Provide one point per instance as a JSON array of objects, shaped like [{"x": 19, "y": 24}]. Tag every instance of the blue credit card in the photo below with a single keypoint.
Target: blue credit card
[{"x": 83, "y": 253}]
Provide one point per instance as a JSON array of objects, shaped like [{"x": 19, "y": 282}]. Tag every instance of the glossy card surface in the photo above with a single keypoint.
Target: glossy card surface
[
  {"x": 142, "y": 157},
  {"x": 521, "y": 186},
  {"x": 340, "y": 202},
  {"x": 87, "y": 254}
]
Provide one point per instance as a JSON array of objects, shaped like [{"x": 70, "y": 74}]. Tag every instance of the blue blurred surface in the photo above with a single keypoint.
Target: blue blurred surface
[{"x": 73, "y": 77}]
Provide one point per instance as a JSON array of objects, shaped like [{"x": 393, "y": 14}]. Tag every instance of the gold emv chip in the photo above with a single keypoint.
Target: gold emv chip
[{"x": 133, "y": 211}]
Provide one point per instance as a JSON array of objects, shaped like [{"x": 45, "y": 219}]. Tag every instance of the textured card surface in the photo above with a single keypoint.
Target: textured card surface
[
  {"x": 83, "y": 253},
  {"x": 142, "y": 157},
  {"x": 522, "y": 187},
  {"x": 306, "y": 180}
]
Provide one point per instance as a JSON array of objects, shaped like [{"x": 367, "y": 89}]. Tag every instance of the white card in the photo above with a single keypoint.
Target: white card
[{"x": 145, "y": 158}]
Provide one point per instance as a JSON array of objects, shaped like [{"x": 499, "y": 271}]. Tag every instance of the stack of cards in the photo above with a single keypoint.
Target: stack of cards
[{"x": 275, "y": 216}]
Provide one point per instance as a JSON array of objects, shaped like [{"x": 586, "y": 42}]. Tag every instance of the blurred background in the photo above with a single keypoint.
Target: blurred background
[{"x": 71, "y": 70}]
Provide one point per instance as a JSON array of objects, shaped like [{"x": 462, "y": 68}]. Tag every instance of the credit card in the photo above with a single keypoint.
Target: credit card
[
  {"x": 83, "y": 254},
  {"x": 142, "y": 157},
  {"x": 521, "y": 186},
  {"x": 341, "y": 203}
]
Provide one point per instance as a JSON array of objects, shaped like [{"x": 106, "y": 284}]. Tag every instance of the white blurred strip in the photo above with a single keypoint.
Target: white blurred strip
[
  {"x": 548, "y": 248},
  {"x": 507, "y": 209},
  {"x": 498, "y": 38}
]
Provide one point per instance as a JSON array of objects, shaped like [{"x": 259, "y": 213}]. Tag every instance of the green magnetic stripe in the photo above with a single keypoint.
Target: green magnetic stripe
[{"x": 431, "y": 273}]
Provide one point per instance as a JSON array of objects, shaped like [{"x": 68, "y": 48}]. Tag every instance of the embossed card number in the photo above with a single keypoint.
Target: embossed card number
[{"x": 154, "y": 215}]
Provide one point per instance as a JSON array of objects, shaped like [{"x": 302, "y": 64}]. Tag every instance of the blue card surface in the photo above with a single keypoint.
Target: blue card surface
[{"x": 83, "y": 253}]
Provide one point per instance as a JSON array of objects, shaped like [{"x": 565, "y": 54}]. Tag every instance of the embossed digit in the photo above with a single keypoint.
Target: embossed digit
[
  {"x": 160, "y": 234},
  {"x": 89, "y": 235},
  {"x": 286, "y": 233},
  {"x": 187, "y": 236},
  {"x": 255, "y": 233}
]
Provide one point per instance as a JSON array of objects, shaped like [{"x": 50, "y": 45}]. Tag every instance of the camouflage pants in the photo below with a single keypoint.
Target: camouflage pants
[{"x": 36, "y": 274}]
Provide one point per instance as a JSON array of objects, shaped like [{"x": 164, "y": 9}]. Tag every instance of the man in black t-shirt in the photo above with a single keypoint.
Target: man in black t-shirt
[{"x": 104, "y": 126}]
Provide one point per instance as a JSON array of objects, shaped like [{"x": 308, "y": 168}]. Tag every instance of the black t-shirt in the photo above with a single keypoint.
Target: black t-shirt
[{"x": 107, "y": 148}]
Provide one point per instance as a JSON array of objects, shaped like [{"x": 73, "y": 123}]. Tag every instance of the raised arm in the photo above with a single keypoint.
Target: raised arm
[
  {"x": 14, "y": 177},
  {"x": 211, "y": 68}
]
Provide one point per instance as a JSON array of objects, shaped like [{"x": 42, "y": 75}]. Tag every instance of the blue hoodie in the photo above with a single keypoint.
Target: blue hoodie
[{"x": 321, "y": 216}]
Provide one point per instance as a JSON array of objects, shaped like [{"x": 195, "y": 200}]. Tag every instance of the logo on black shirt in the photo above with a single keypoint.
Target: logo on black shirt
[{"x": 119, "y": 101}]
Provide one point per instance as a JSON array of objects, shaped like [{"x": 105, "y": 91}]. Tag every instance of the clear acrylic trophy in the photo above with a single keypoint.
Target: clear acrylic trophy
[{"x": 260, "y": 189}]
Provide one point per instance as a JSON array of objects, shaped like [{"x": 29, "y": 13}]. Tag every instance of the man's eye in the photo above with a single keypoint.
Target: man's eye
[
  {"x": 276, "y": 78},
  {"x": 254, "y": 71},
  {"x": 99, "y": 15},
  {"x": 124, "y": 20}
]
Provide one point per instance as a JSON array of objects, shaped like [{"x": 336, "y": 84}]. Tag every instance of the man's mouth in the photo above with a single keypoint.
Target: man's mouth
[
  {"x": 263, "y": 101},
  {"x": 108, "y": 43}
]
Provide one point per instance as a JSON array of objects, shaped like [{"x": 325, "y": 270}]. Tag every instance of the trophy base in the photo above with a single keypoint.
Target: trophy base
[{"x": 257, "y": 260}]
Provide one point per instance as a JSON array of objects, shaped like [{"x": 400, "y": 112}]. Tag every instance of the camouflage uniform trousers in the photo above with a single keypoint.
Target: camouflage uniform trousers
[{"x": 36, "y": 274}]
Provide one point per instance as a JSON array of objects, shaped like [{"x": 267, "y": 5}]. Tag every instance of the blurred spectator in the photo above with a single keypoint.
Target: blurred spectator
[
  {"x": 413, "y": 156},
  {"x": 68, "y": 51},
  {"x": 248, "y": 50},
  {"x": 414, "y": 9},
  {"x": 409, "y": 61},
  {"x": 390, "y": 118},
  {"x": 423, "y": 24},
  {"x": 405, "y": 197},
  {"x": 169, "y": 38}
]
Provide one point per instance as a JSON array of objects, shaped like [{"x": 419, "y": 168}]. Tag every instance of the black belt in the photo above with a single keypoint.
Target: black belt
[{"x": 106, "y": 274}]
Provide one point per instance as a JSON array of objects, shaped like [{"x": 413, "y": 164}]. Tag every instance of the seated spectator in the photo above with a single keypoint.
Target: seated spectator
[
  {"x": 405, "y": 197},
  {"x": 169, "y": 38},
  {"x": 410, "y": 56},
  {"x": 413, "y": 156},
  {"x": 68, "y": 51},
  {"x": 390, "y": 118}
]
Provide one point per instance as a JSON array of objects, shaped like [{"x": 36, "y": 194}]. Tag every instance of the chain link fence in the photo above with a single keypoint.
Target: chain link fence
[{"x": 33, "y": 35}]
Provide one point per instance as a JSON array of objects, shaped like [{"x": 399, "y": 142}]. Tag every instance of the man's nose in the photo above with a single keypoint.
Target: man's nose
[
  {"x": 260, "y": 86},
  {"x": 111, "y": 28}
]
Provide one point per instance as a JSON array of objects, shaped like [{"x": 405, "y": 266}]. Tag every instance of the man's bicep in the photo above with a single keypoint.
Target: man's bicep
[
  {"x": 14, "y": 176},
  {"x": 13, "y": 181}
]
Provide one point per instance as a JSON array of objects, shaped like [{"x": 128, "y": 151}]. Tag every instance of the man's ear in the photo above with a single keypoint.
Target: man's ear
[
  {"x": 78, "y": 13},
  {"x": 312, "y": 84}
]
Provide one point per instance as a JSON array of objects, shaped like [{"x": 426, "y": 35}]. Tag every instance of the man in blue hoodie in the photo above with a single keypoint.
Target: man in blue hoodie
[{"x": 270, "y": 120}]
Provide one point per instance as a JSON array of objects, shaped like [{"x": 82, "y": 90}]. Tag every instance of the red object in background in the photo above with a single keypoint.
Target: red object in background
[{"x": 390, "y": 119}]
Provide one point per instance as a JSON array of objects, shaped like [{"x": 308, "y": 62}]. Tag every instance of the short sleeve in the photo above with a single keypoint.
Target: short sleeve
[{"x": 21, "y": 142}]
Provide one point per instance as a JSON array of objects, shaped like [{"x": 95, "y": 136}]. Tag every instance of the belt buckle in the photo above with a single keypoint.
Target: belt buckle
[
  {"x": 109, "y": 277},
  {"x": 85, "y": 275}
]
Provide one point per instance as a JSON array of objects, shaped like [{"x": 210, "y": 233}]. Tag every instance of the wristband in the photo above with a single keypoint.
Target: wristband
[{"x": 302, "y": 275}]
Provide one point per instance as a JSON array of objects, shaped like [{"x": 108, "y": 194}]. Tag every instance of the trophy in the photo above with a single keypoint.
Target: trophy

> [WORK INSTRUCTIONS]
Return precisely the lines of the records, starting with the line that holds "the man in blue" and ending with the last one.

> [THE SOLUTION]
Provide one point per instance as a JSON array of objects, shaped like [{"x": 426, "y": 35}]. Tag every instance of the man in blue hoodie in the photo above with a single keypoint.
Target: man in blue hoodie
[{"x": 270, "y": 120}]
Provide one point per instance as a JSON array of objects, shaped like [{"x": 82, "y": 90}]. Tag every instance of the red object in background in the photo above with a single keypoint.
Target: red object in background
[{"x": 390, "y": 119}]
Provide one point per instance as a JSON array of objects, shaped like [{"x": 308, "y": 62}]. Tag every instance of the short sleeve in the photo above with a single keypoint.
Target: short sleeve
[{"x": 21, "y": 142}]
Provide one point per instance as a JSON array of objects, shaped like [{"x": 95, "y": 136}]. Tag every instance of the belt buckle in the photo above with a single keypoint.
Target: belt buckle
[
  {"x": 109, "y": 277},
  {"x": 85, "y": 275}
]
Provide one point per instance as a JSON array of objects, shaped like [{"x": 210, "y": 233}]. Tag every instance of the wristband in the photo above with a single keypoint.
Target: wristband
[{"x": 302, "y": 275}]
Provide one point per instance as a JSON array of objects, shaped like [{"x": 108, "y": 194}]. Tag every instance of the trophy in the photo above with a single keypoint.
Target: trophy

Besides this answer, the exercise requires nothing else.